# SUPPLIED TEXT

Reports of detainees withering away have trickled out because of a security regime that prohibits defense attorneys from describing what their captives clients tell them until after their notes pass through a security review that can take weeks.
Uniformed military defense lawyers for some captives are exempt from the security review. In one such instance, Army Capt. Jason Wright described his alarm this week at seeing an already slim Afghan client, Obaydullah, about 30, who said he’d been subsisting for weeks on water or honey water.
“I was shocked. He’s lost at least 15 pounds,” said Wright. “He told me that detainees were passing out almost by the day. He conveyed that a detainee recently fell down and was in need of medical attention and it took several minutes for the other detainees to actually flag down a guard” and take the collapsed captive to the medical center.

# DATA SEGMENT
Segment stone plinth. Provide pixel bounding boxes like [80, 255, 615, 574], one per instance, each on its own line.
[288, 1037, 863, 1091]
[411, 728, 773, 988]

# WHAT THE EXERCISE ASKS
From the text about detainees at the security review, reproduce word for word the part that opens with the words containing "Reports of detainees" and closes with "or honey water.".

# OUTPUT OF THE EXERCISE
Reports of detainees withering away have trickled out because of a security regime that prohibits defense attorneys from describing what their captives clients tell them until after their notes pass through a security review that can take weeks.
Uniformed military defense lawyers for some captives are exempt from the security review. In one such instance, Army Capt. Jason Wright described his alarm this week at seeing an already slim Afghan client, Obaydullah, about 30, who said he’d been subsisting for weeks on water or honey water.